■ Exercise aim:
Exclude the pictures from your copy, and reproduce each entry below verbatim.

■ Data:

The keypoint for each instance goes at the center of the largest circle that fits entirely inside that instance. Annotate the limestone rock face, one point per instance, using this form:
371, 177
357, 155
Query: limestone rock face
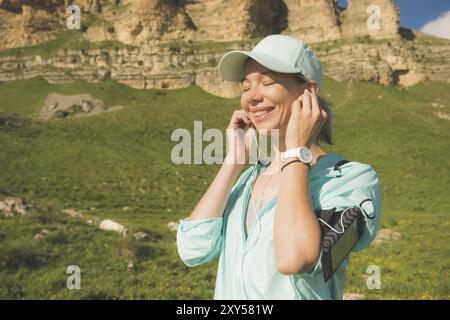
147, 20
313, 21
220, 20
25, 23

■ Your solution:
The keypoint for each instance goes at the center of the largest circle that fits entirely inside that instance. Annotate the limestone rock face, one point per instance, using this form:
371, 177
357, 155
Query: limestone rock face
147, 20
313, 21
220, 20
25, 23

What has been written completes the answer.